* **Work instructions**
**A.** According to the piece on Vagabond, what award did the Venice jury give the film?
**B.** Please translate this sentence from the piece on Vagabond into Spanish: "It’s also probably the director’s most written-about film, with much of that focused on its status as a feminist work."

* **Excerpt provided**
□ □ □ □
Justin Stewart on Vagabond
The logline is hardly a recipe for box office gold: dirty, marginalized teen dies in ditch, we hear from some of her recent passing acquaintances. But in 1985 something about Vagabond clicked with the French public and the Venice jury who awarded it the Golden Lion, and today it is probably Agnès Varda’s best-known film worldwide. Its franc-stacking chic shouldn’t be overstated, but what success it did have, particularly in France (over a million admissions), is a credit to goodwill towards Varda, the catholic taste of the French public, and a canny marketing campaign featuring posters and windshield-stuffed fliers confrontationally asking, “Would you give her a lift?” It’s also probably the director’s most written-about film, with much of that focused on its status as a feminist work. That’s unquestionably one of the things it is; though hearing about a man’s death from exposure to the elements provided Varda an initial spark, it soon turned into a story of the specific snares of a female vagabond experience, and by extension the female experience. Vagabond is tailored to interpretation because it’s structured around the varying subjective, subconsciously agenda-driven perspectives of strangers on an ultimately unknowable, taciturn, and barely named enigma. Any themes you throw at it might stick, but they can’t or shouldn’t be divorced from the remarkable aesthetic merits of this righteously bleak, powerful film.
□ □ □ □
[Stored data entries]
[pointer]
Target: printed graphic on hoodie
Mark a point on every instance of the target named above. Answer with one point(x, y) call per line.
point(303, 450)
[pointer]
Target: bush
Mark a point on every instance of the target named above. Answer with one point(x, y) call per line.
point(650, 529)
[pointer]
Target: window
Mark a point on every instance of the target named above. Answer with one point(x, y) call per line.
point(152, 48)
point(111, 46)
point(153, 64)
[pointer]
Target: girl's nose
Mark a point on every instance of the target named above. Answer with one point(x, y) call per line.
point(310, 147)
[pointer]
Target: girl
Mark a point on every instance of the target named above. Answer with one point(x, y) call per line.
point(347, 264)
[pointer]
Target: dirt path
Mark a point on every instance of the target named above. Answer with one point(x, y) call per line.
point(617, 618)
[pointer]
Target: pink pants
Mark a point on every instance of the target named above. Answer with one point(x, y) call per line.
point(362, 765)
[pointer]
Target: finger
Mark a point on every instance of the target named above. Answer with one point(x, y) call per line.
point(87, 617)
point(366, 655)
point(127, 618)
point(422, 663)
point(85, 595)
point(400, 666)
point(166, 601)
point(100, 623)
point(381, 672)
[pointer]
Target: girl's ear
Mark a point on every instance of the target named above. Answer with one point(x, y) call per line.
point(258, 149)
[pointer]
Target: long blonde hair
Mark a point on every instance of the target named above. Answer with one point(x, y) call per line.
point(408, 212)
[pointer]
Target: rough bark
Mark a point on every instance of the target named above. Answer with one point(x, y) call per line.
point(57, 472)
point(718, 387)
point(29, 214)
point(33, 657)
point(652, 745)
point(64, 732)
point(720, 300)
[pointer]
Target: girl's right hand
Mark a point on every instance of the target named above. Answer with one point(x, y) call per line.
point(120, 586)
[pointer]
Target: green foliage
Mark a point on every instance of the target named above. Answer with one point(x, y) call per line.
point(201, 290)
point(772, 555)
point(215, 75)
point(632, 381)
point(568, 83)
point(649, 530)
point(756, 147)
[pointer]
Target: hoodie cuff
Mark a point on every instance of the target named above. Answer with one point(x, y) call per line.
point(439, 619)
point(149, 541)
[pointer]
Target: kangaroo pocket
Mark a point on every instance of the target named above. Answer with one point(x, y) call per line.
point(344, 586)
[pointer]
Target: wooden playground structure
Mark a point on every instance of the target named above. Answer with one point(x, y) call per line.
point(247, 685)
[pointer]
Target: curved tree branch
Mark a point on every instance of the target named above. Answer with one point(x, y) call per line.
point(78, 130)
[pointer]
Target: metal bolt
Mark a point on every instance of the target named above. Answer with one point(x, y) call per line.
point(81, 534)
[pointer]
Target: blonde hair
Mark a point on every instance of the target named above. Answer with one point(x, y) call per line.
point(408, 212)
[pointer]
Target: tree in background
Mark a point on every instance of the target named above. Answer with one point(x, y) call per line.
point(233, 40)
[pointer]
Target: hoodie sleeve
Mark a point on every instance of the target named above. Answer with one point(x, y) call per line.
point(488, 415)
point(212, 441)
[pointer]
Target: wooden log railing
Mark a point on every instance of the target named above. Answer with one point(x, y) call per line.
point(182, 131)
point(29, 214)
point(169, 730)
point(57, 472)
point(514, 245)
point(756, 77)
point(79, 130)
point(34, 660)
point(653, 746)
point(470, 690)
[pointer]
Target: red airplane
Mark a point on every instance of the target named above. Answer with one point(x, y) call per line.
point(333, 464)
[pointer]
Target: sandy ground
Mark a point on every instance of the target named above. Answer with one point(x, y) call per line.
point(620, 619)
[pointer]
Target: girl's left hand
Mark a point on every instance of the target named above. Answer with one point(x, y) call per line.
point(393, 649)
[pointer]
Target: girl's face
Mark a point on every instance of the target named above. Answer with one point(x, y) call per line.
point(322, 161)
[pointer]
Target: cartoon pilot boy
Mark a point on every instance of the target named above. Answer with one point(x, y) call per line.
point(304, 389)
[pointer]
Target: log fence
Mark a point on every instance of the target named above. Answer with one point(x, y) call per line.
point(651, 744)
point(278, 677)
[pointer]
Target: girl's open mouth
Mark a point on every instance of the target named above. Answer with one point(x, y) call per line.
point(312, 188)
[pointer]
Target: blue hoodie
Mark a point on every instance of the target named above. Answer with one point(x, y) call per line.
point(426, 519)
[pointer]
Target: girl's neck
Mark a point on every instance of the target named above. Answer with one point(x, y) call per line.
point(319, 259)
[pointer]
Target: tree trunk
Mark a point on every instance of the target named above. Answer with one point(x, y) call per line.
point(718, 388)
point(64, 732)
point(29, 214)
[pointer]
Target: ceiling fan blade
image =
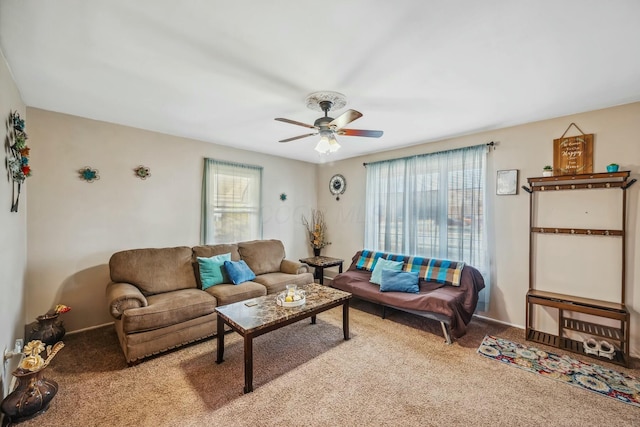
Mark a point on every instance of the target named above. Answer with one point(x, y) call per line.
point(298, 137)
point(293, 122)
point(361, 132)
point(345, 118)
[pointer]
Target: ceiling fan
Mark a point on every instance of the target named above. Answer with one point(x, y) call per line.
point(328, 127)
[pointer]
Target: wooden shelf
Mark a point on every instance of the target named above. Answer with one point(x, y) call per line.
point(573, 346)
point(587, 231)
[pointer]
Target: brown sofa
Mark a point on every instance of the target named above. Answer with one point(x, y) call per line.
point(452, 306)
point(157, 301)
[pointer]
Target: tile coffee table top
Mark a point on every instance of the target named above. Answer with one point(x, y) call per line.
point(267, 312)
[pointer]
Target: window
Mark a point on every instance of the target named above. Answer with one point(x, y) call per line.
point(231, 202)
point(430, 205)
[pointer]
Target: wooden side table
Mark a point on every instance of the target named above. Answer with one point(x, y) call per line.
point(319, 263)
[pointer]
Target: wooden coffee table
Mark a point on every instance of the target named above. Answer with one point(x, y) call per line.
point(257, 316)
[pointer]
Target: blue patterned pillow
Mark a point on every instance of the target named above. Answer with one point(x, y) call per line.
point(368, 259)
point(382, 263)
point(399, 281)
point(239, 271)
point(436, 270)
point(212, 271)
point(444, 271)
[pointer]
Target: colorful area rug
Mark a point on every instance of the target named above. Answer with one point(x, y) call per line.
point(596, 378)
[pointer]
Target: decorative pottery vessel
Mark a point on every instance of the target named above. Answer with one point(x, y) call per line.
point(49, 329)
point(31, 397)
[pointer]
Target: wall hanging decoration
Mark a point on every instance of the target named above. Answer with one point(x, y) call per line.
point(337, 185)
point(507, 182)
point(573, 155)
point(18, 157)
point(142, 172)
point(88, 174)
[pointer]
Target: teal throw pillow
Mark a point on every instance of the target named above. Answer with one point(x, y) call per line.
point(212, 271)
point(399, 281)
point(382, 263)
point(239, 271)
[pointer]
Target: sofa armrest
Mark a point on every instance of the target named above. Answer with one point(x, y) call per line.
point(123, 296)
point(293, 267)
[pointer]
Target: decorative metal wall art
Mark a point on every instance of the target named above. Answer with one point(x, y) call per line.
point(142, 172)
point(88, 174)
point(18, 156)
point(507, 182)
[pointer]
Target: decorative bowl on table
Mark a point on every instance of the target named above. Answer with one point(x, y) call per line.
point(292, 297)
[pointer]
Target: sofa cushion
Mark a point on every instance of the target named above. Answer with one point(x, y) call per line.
point(276, 282)
point(376, 274)
point(154, 271)
point(368, 259)
point(207, 251)
point(168, 309)
point(227, 293)
point(399, 281)
point(262, 256)
point(239, 271)
point(212, 271)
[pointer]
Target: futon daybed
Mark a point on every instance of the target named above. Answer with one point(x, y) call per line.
point(447, 291)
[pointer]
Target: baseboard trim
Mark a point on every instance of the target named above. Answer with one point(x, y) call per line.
point(89, 328)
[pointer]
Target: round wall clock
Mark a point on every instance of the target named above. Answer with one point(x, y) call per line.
point(337, 185)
□ □ □ □
* **List of solutions**
**A.** The Golden Lion.

**B.** Probablemente también sea la película de la directora sobre la que más se ha escrito, y gran parte de ello se centra en su condición de obra feminista.